> **About this exercise**
Below are some records. Pull every line that contains the word "dresser".

*** Opening Data provided ***

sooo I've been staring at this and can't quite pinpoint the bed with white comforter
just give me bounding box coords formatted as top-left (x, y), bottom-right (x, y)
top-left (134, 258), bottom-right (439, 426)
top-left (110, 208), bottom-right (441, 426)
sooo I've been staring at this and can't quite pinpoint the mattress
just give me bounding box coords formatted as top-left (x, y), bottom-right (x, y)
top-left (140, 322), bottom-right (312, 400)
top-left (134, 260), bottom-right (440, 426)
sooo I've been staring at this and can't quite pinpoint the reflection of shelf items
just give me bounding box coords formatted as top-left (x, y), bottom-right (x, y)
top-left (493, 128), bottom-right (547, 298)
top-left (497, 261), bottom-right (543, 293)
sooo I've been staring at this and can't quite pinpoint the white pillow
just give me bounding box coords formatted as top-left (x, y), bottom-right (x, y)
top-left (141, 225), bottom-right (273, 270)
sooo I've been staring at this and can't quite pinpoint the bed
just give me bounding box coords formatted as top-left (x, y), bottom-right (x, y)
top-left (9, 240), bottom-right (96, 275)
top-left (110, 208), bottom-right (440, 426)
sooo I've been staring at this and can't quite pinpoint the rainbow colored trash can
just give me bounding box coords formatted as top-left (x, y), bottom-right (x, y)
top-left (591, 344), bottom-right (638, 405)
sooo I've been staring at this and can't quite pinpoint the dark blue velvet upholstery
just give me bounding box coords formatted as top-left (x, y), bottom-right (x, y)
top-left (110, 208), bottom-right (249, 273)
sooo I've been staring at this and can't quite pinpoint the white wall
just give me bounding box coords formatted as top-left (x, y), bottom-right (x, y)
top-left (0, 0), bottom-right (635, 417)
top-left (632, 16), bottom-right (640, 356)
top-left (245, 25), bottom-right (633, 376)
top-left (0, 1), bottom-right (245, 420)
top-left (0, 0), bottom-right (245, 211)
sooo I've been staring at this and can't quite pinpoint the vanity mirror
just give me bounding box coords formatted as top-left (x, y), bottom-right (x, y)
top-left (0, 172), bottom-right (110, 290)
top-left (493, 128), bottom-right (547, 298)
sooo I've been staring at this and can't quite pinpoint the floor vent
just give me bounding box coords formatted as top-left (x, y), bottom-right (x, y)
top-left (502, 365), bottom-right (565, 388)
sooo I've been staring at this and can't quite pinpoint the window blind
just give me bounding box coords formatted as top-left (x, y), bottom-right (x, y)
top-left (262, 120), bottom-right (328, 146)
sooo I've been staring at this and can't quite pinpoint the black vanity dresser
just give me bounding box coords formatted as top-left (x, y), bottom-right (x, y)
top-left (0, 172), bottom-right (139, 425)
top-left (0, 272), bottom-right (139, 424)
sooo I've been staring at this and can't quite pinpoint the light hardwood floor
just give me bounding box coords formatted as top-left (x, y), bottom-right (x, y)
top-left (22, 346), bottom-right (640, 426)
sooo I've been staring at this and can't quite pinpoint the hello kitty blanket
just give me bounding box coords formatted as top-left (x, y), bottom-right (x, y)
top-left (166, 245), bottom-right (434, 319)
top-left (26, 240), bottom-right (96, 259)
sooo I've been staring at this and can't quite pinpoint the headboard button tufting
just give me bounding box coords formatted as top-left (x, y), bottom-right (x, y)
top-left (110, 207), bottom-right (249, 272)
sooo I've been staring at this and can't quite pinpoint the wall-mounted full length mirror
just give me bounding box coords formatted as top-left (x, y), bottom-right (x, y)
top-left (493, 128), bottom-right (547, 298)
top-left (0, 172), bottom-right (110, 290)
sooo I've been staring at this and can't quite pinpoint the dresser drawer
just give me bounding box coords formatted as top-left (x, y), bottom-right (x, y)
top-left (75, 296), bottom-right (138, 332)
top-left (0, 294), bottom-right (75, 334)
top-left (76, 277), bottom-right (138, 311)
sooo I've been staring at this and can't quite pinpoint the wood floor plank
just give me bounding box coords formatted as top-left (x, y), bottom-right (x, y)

*** Closing Data provided ***

> **Solution for this exercise**
sooo I've been staring at this and can't quite pinpoint the black vanity dresser
sooo I've been staring at this and can't quite pinpoint the dresser drawer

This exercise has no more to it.